Tekst ::
==========

2.4. [appellant] betoogt dat de rechtbank ten onrechte, onder verwijzing naar de uitspraak van de Afdeling van 25 juni 2008, heeft overwogen dat de sluiting van het café is gebaseerd op een daaraan ten grondslag gelegd bevoegd en rechtmatig genomen bevel en dat de rechtmatigheid daarvan niet meer ter discussie staat. Daartoe voert hij aan, samengevat weergegeven en voor zover thans van belang, dat de rechtbank heeft miskend dat het primaire besluit vanwege een daaraan klevend gebrek is herroepen.
2.4.1. In het besluit van 15 maart 2007, waarbij het primaire besluit is herroepen, is erkend dat in het primaire besluit is verzuimd een expliciet beroep op artikel 5:24 van de Awb te doen. Verder valt uit de uitspraak van de Afdeling van 25 juni 2008 af te leiden dat in het primaire besluit onvoldoende is gemotiveerd waarom de vereiste spoed zich verzette tegen het gunnen van een termijn. Onder deze omstandigheden dient het ervoor te worden gehouden dat het primaire besluit onrechtmatig is. De rechtbank heeft dat niet onderkend. Dat leidt echter niet tot het met het betoog beoogde doel.

==========

Gegevens voor het aanwijzen van punten in afbeeldingen
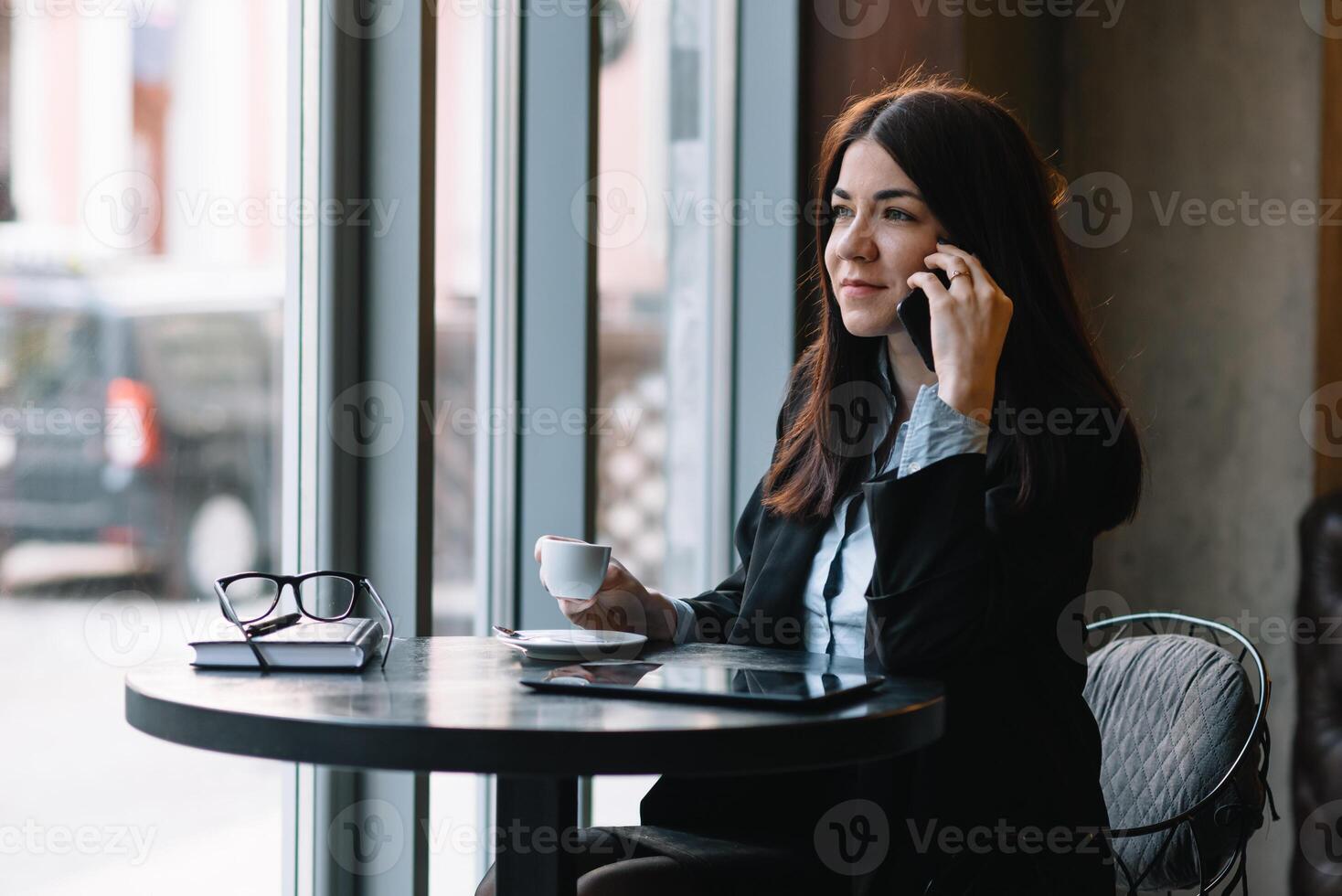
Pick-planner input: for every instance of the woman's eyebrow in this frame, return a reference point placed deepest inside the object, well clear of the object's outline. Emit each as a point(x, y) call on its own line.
point(882, 195)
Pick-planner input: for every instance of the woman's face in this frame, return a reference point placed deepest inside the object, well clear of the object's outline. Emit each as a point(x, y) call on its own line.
point(880, 236)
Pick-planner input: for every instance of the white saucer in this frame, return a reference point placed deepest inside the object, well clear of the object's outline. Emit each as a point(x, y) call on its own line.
point(567, 645)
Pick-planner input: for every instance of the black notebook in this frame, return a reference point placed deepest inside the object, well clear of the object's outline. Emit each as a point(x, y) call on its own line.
point(346, 644)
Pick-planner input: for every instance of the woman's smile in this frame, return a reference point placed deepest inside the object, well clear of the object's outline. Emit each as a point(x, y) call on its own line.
point(859, 289)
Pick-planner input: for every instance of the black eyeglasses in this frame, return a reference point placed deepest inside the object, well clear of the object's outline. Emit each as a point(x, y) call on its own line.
point(325, 596)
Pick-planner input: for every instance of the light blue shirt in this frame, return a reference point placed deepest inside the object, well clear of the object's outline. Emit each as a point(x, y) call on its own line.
point(934, 431)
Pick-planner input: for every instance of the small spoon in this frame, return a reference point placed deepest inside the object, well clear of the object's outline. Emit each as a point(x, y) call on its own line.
point(510, 634)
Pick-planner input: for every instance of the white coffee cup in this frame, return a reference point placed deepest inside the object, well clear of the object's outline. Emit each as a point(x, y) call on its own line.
point(573, 571)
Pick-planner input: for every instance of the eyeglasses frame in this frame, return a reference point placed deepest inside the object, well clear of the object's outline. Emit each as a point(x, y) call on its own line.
point(293, 582)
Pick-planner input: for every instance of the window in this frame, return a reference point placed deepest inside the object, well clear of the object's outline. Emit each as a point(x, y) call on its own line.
point(143, 247)
point(459, 432)
point(663, 161)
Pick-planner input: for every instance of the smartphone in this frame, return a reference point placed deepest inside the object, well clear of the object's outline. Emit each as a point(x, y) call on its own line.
point(917, 318)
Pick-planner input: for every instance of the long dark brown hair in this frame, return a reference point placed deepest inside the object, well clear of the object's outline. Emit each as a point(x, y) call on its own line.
point(995, 195)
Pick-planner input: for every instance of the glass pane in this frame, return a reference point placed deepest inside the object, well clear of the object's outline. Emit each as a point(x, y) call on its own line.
point(143, 226)
point(455, 848)
point(655, 282)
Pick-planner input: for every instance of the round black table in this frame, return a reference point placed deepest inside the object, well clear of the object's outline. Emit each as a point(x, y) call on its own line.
point(455, 704)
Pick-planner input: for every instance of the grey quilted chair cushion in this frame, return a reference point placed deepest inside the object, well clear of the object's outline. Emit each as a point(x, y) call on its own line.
point(1173, 714)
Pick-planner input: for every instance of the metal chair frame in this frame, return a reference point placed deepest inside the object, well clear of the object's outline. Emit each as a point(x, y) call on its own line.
point(1258, 735)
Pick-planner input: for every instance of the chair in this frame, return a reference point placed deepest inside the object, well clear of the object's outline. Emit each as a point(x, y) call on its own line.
point(1185, 749)
point(1185, 752)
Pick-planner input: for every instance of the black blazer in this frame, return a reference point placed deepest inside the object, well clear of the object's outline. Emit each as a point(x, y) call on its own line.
point(966, 591)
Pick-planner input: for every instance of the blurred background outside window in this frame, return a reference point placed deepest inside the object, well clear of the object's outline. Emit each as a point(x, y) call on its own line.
point(143, 226)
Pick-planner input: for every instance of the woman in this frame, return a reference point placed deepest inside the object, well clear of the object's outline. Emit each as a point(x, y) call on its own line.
point(951, 539)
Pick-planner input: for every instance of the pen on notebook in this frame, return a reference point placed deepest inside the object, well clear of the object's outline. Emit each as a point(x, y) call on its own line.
point(272, 625)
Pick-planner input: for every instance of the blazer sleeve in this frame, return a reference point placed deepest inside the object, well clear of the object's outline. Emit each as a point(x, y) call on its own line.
point(951, 548)
point(717, 609)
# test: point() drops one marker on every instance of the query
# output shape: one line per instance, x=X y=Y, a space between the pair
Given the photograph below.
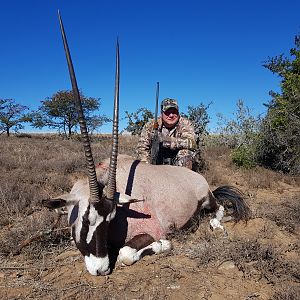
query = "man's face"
x=170 y=117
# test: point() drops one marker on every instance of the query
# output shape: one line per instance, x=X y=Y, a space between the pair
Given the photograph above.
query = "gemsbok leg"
x=139 y=246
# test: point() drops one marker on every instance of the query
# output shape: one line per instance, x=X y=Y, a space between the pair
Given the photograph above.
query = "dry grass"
x=42 y=167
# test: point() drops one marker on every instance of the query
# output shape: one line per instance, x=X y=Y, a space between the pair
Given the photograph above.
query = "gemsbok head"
x=130 y=206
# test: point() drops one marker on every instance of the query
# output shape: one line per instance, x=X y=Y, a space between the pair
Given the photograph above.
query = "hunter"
x=177 y=141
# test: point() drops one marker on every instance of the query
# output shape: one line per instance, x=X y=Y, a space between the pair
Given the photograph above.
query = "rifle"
x=155 y=145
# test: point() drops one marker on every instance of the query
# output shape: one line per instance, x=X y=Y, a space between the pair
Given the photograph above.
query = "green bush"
x=243 y=156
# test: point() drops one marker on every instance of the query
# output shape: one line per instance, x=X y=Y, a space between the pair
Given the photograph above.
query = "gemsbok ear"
x=54 y=203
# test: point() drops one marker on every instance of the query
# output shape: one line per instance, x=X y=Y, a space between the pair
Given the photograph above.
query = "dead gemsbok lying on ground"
x=129 y=205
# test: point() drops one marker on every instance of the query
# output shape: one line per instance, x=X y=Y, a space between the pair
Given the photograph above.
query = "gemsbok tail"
x=233 y=199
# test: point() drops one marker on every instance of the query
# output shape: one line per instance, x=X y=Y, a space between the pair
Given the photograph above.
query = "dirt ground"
x=257 y=260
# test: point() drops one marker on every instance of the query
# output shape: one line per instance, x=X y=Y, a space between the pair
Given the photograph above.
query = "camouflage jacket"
x=182 y=136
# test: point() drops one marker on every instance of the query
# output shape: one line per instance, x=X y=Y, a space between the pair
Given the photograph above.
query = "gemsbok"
x=129 y=205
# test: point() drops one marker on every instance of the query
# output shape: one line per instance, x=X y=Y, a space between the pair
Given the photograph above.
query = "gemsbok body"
x=131 y=206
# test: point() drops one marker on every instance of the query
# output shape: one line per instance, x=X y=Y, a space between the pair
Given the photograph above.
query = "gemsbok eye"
x=130 y=205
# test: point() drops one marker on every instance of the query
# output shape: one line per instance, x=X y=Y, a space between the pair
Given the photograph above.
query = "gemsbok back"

==========

Kun je uit de tekst over de sluiting van het café woordelijk overnemen wat begint bij de woorden met "2.4.1. In het" en stopt na "betoog beoogde doel."?

Ruimte voor antwoord ::
2.4.1. In het besluit van 15 maart 2007, waarbij het primaire besluit is herroepen, is erkend dat in het primaire besluit is verzuimd een expliciet beroep op artikel 5:24 van de Awb te doen. Verder valt uit de uitspraak van de Afdeling van 25 juni 2008 af te leiden dat in het primaire besluit onvoldoende is gemotiveerd waarom de vereiste spoed zich verzette tegen het gunnen van een termijn. Onder deze omstandigheden dient het ervoor te worden gehouden dat het primaire besluit onrechtmatig is. De rechtbank heeft dat niet onderkend. Dat leidt echter niet tot het met het betoog beoogde doel.